■ WHAT YOU ARE ASKED TO DO
Give back the entire listing below, unaltered.

[Start of Attachment]

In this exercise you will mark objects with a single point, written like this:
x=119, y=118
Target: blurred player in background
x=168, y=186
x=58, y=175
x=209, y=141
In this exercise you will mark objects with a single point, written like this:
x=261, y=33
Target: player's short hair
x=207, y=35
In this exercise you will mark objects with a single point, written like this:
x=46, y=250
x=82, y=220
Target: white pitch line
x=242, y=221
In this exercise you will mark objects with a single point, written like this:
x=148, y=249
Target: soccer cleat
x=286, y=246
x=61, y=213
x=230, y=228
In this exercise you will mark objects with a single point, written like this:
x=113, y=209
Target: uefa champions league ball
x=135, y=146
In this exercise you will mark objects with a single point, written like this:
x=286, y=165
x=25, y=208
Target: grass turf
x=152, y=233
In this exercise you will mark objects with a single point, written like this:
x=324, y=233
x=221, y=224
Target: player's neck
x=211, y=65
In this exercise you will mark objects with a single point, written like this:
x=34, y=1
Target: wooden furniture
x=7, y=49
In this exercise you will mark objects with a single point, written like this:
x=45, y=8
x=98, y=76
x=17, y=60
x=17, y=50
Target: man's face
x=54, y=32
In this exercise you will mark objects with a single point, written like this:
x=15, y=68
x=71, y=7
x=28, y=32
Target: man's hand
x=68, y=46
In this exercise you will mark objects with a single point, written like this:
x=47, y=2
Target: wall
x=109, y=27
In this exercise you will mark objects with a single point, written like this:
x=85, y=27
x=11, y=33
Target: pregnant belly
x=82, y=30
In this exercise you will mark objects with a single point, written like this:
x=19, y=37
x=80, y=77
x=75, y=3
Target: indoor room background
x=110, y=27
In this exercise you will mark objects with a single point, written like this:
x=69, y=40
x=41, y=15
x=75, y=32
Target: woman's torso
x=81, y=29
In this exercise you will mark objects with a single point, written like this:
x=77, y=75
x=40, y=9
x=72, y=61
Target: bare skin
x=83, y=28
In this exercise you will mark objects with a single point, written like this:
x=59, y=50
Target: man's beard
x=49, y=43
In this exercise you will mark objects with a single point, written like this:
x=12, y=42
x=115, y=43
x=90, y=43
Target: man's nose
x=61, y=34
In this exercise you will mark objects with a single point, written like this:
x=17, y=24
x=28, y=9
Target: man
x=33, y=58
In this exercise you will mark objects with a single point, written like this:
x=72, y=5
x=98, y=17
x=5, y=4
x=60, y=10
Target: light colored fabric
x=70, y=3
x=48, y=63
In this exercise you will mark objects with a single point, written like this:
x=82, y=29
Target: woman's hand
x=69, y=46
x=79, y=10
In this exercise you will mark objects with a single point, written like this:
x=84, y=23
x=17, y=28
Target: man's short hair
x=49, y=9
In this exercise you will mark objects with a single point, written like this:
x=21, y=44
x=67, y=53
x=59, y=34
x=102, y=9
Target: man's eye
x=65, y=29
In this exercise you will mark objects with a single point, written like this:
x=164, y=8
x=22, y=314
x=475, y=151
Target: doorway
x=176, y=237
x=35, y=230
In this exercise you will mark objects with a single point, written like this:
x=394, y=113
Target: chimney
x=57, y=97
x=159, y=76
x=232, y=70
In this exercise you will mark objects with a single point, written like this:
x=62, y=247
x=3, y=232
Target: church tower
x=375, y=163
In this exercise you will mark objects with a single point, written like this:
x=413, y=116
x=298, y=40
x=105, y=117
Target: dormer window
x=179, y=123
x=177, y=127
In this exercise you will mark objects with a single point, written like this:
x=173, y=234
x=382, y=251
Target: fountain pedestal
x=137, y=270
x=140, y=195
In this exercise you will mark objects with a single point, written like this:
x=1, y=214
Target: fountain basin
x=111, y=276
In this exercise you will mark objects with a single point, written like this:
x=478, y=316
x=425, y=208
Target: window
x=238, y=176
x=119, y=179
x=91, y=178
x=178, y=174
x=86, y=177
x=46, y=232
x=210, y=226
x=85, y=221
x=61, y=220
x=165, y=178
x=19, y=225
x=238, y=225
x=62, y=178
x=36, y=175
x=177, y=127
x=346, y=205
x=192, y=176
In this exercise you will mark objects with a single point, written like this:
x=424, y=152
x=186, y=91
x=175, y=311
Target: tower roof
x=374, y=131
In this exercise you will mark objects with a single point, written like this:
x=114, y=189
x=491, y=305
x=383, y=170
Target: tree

[End of Attachment]

■ ANSWER
In this exercise you will mark objects with a single point, written like this:
x=119, y=118
Target: blurred player in background
x=168, y=186
x=58, y=175
x=209, y=141
In this exercise you will mark objects with a single point, written like this:
x=261, y=33
Target: player's short hair
x=207, y=35
In this exercise you will mark objects with a single point, written like this:
x=46, y=250
x=82, y=220
Target: white pitch line
x=242, y=221
In this exercise you will mark objects with a single point, written like this:
x=148, y=249
Target: soccer cleat
x=286, y=246
x=61, y=213
x=230, y=228
In this exercise you will mark objects with a single point, written like this:
x=113, y=209
Target: uefa champions league ball
x=135, y=146
In this exercise you will mark objects with a single point, written like this:
x=286, y=165
x=25, y=208
Target: grass turf
x=152, y=233
In this exercise you will mark objects with a single point, written like this:
x=324, y=233
x=221, y=224
Target: player's neck
x=211, y=65
In this exercise you will mark objects with a single point, written like this:
x=34, y=1
Target: wooden furniture
x=7, y=49
In this exercise you will mark objects with a single point, written like this:
x=45, y=8
x=98, y=76
x=17, y=60
x=17, y=50
Target: man's face
x=54, y=32
In this exercise you will mark objects with a single point, written like this:
x=15, y=68
x=71, y=7
x=28, y=32
Target: man's hand
x=68, y=46
In this exercise you will mark objects with a single point, written like this:
x=47, y=2
Target: wall
x=109, y=27
In this exercise you will mark objects with a single point, written like this:
x=85, y=27
x=11, y=33
Target: pregnant belly
x=82, y=30
In this exercise you will mark objects with a single point, written like this:
x=19, y=37
x=80, y=77
x=75, y=3
Target: indoor room background
x=110, y=27
In this exercise you will mark objects with a single point, written like this:
x=69, y=40
x=41, y=15
x=75, y=32
Target: woman's torso
x=81, y=29
In this exercise you will mark objects with a single point, written like this:
x=77, y=75
x=40, y=9
x=72, y=61
Target: bare skin
x=83, y=28
In this exercise you will mark objects with a single point, written like this:
x=59, y=50
Target: man's beard
x=49, y=43
In this exercise you will mark objects with a single point, written like this:
x=12, y=42
x=115, y=43
x=90, y=43
Target: man's nose
x=61, y=34
In this exercise you will mark objects with a single point, written like this:
x=17, y=24
x=28, y=9
Target: man
x=33, y=58
In this exercise you will mark objects with a single point, written like this:
x=72, y=5
x=98, y=17
x=5, y=4
x=60, y=10
Target: light colored fabric
x=70, y=3
x=48, y=63
In this exercise you will mark objects with a single point, written like this:
x=82, y=29
Target: woman's hand
x=69, y=46
x=79, y=10
In this exercise you will mark objects with a single point, written like this:
x=84, y=23
x=17, y=28
Target: man's short hair
x=49, y=9
In this exercise you will mark objects with a single point, written like this:
x=21, y=44
x=67, y=53
x=59, y=34
x=102, y=9
Target: man's eye
x=65, y=29
In this exercise you will mark objects with a single point, written like this:
x=164, y=8
x=22, y=314
x=475, y=151
Target: doorway
x=176, y=237
x=35, y=230
In this exercise you will mark objects with a single point, written like this:
x=394, y=113
Target: chimney
x=57, y=97
x=159, y=76
x=232, y=70
In this exercise you will mark objects with a single point, written like this:
x=62, y=247
x=3, y=232
Target: church tower
x=375, y=163
In this exercise you will mark objects with a single point, written like this:
x=413, y=116
x=298, y=40
x=105, y=117
Target: dormer window
x=179, y=123
x=177, y=127
In this exercise you will mark objects with a single point, written like this:
x=173, y=234
x=382, y=251
Target: fountain pedestal
x=137, y=270
x=140, y=195
In this exercise you will mark objects with a single point, written like this:
x=1, y=214
Target: fountain basin
x=111, y=276
In this exercise you will mark objects with a single point, written like this:
x=478, y=316
x=425, y=208
Target: window
x=238, y=176
x=119, y=179
x=91, y=178
x=178, y=174
x=86, y=177
x=46, y=232
x=210, y=226
x=85, y=221
x=61, y=220
x=165, y=178
x=19, y=225
x=238, y=225
x=62, y=178
x=36, y=175
x=177, y=127
x=346, y=205
x=192, y=176
In this exercise you will mark objects with a single point, written like this:
x=424, y=152
x=186, y=91
x=175, y=311
Target: tower roof
x=374, y=131
In this exercise you will mark objects with a single point, written like this:
x=114, y=189
x=491, y=305
x=383, y=170
Target: tree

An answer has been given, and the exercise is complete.